* [TASK DETAILS]: Copy all of the items below word for word, leaving out the pictures.

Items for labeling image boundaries

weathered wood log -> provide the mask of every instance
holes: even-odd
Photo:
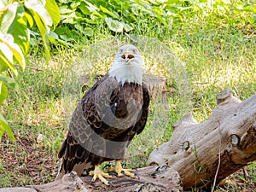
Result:
[[[154,151],[148,165],[177,171],[183,188],[210,188],[256,160],[256,95],[244,102],[230,90],[217,96],[217,107],[206,122],[192,114],[174,125],[170,142]]]
[[[148,165],[158,166],[138,169],[139,180],[114,177],[113,186],[107,187],[71,172],[53,183],[0,192],[182,191],[182,183],[184,189],[209,188],[214,180],[218,183],[256,160],[256,95],[241,102],[224,90],[217,96],[217,103],[206,122],[198,124],[190,113],[173,125],[171,141],[148,158]]]
[[[62,179],[43,185],[26,188],[2,189],[0,192],[179,192],[183,191],[178,173],[167,166],[148,166],[137,170],[139,179],[129,177],[108,179],[112,186],[106,186],[98,179],[91,183],[91,177],[78,177],[75,172],[63,176]]]

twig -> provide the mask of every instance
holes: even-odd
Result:
[[[216,180],[217,180],[217,177],[218,177],[218,170],[219,170],[219,166],[220,166],[220,148],[221,148],[221,131],[220,131],[220,123],[219,121],[218,121],[218,133],[219,133],[219,146],[218,146],[218,166],[217,166],[217,170],[216,170],[216,173],[215,173],[215,176],[214,176],[214,181],[213,181],[213,185],[212,185],[212,191],[211,192],[214,192],[214,188],[215,188],[215,185],[216,185]]]
[[[12,73],[11,73],[11,71],[9,69],[7,69],[7,73],[9,73],[9,77],[11,79],[15,79],[14,76],[13,76],[13,74],[12,74]]]
[[[20,65],[15,65],[15,67],[20,67]],[[30,69],[32,69],[32,70],[36,70],[38,72],[42,72],[43,69],[40,69],[40,68],[37,68],[37,67],[31,67],[31,66],[26,66],[26,68],[30,68]]]

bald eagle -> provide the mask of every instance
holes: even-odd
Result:
[[[69,125],[66,140],[58,154],[62,158],[56,179],[72,171],[79,176],[85,172],[106,185],[111,175],[100,169],[103,161],[115,160],[114,172],[136,177],[121,161],[136,134],[145,127],[149,93],[143,82],[143,59],[138,49],[123,45],[108,74],[96,83],[78,104]]]

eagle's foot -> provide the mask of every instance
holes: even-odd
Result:
[[[131,178],[139,178],[138,175],[133,172],[134,170],[135,169],[124,169],[121,165],[121,160],[116,160],[115,166],[108,167],[108,169],[109,172],[116,172],[117,176],[119,177],[128,176]]]
[[[112,185],[112,183],[108,181],[106,178],[111,178],[112,176],[108,173],[103,172],[99,166],[96,166],[94,171],[90,171],[89,175],[93,176],[91,182],[95,182],[97,178],[100,179],[107,186]]]

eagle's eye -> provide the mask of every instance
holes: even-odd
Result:
[[[132,59],[132,58],[134,58],[134,55],[128,55],[128,59],[131,60],[131,59]]]

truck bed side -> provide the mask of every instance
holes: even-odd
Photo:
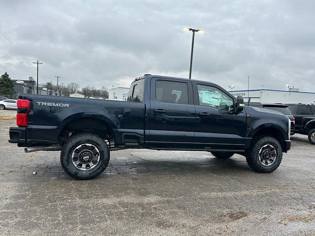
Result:
[[[94,130],[100,135],[110,132],[117,146],[127,139],[124,134],[143,142],[143,103],[30,94],[18,98],[31,102],[28,126],[17,128],[10,137],[10,142],[20,147],[57,144],[63,132],[75,130]]]

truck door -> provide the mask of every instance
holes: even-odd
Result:
[[[151,146],[193,144],[196,117],[191,82],[152,78],[149,114]]]
[[[235,100],[217,86],[193,82],[196,107],[196,146],[209,149],[237,149],[244,146],[245,112],[233,113]]]

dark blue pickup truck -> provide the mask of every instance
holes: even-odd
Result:
[[[20,94],[10,143],[27,152],[61,150],[64,171],[80,179],[106,168],[124,148],[210,151],[245,156],[260,173],[290,149],[290,121],[277,112],[244,107],[215,84],[151,75],[131,85],[128,101]]]

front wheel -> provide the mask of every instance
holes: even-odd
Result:
[[[258,137],[252,143],[246,152],[249,166],[260,173],[270,173],[276,170],[282,160],[282,147],[272,137]]]
[[[234,155],[233,152],[227,151],[210,151],[214,156],[219,159],[228,159]]]
[[[100,175],[109,161],[109,149],[103,139],[84,133],[71,138],[60,155],[64,171],[78,179],[91,179]]]
[[[312,144],[315,145],[315,129],[313,129],[309,132],[309,140]]]

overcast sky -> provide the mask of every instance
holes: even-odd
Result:
[[[46,1],[46,2],[45,2]],[[315,1],[0,0],[0,73],[128,87],[145,73],[315,91]],[[21,51],[22,51],[22,52]]]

* [PROBLEM SOLUTION]:
weathered wood log -> provide the mask of every instance
holes: even-odd
Photo:
Result:
[[[154,151],[148,165],[177,171],[183,188],[210,188],[256,160],[256,95],[244,102],[230,90],[217,96],[217,107],[206,122],[192,114],[174,125],[170,142]]]
[[[148,165],[158,166],[138,169],[139,180],[114,177],[113,186],[107,187],[71,172],[53,183],[0,192],[182,191],[182,183],[184,189],[209,188],[214,180],[218,183],[256,160],[256,95],[241,102],[224,90],[217,96],[217,103],[206,122],[198,124],[190,113],[173,125],[171,141],[148,158]]]
[[[62,179],[43,185],[26,188],[2,189],[0,192],[179,192],[183,191],[178,173],[167,166],[148,166],[137,170],[139,179],[129,177],[108,179],[112,186],[106,186],[98,179],[91,183],[91,177],[78,177],[75,172],[63,176]]]

twig -> provide the mask of every instance
holes: even-odd
Result:
[[[216,180],[217,180],[217,177],[218,177],[218,170],[219,170],[219,166],[220,166],[220,148],[221,148],[221,131],[220,131],[220,123],[219,121],[218,121],[218,133],[219,133],[219,146],[218,146],[218,166],[217,166],[217,170],[216,170],[216,173],[215,173],[215,176],[214,176],[214,181],[213,181],[213,185],[212,185],[212,191],[211,192],[214,192],[214,188],[215,188],[215,185],[216,185]]]
[[[12,73],[11,73],[11,71],[9,69],[7,69],[7,73],[9,73],[9,77],[11,79],[15,79],[14,76],[13,76],[13,74],[12,74]]]
[[[20,65],[15,65],[15,67],[20,67]],[[30,69],[32,69],[32,70],[36,70],[38,72],[42,72],[43,69],[40,69],[40,68],[37,68],[37,67],[31,67],[31,66],[26,66],[26,68],[30,68]]]

bald eagle -> provide the mask of every instance
holes: even-odd
Result:
[[[69,125],[66,140],[58,154],[62,158],[56,179],[72,171],[79,176],[85,172],[106,185],[111,175],[100,169],[103,161],[115,160],[114,172],[136,177],[121,161],[136,134],[145,127],[149,93],[143,82],[143,59],[138,49],[123,45],[108,74],[96,83],[78,104]]]

eagle's foot -> provide the mask of every instance
holes: even-odd
Result:
[[[131,178],[139,178],[138,175],[133,172],[134,170],[135,169],[124,169],[121,165],[121,160],[116,160],[115,166],[108,167],[108,169],[109,172],[116,172],[117,176],[119,177],[128,176]]]
[[[112,185],[112,183],[108,181],[106,178],[111,178],[112,176],[108,173],[103,172],[99,166],[96,166],[94,171],[90,171],[89,175],[93,176],[91,182],[95,182],[97,178],[100,179],[107,186]]]

eagle's eye -> provide the mask of every instance
holes: even-odd
Result:
[[[132,59],[132,58],[134,58],[134,55],[128,55],[128,59],[131,60],[131,59]]]

truck bed side -> provide the mask of every instance
holes: even-odd
Photo:
Result:
[[[94,130],[100,135],[110,132],[117,146],[127,139],[124,134],[143,142],[143,103],[30,94],[18,98],[31,102],[28,126],[17,128],[10,137],[10,142],[20,147],[57,144],[63,132],[75,130]]]

truck door -> provide the mask of every instance
holes: even-odd
Result:
[[[151,146],[193,144],[196,117],[191,82],[152,78],[149,114]]]
[[[235,100],[217,86],[193,82],[196,107],[196,146],[209,149],[237,149],[244,146],[245,112],[233,113]]]

dark blue pickup truck -> provide the mask of every instance
holes: even-odd
Result:
[[[20,94],[10,143],[27,152],[61,150],[64,171],[80,179],[106,168],[124,148],[210,151],[245,156],[260,173],[290,149],[290,121],[277,112],[244,107],[215,84],[151,75],[131,85],[128,101]]]

front wheel -> provide the mask of every instance
holes: even-odd
Result:
[[[258,137],[252,143],[246,152],[249,166],[260,173],[270,173],[276,170],[282,160],[282,147],[272,137]]]
[[[234,155],[233,152],[227,151],[210,151],[214,156],[219,159],[228,159]]]
[[[100,175],[109,161],[109,149],[103,139],[84,133],[71,138],[60,155],[64,171],[78,179],[91,179]]]
[[[312,144],[315,145],[315,129],[313,129],[309,132],[309,140]]]

overcast sky -> provide the mask of every instance
holes: even-odd
Result:
[[[46,1],[46,2],[45,2]],[[315,1],[0,0],[0,73],[128,87],[145,73],[315,91]],[[21,51],[22,51],[22,52]]]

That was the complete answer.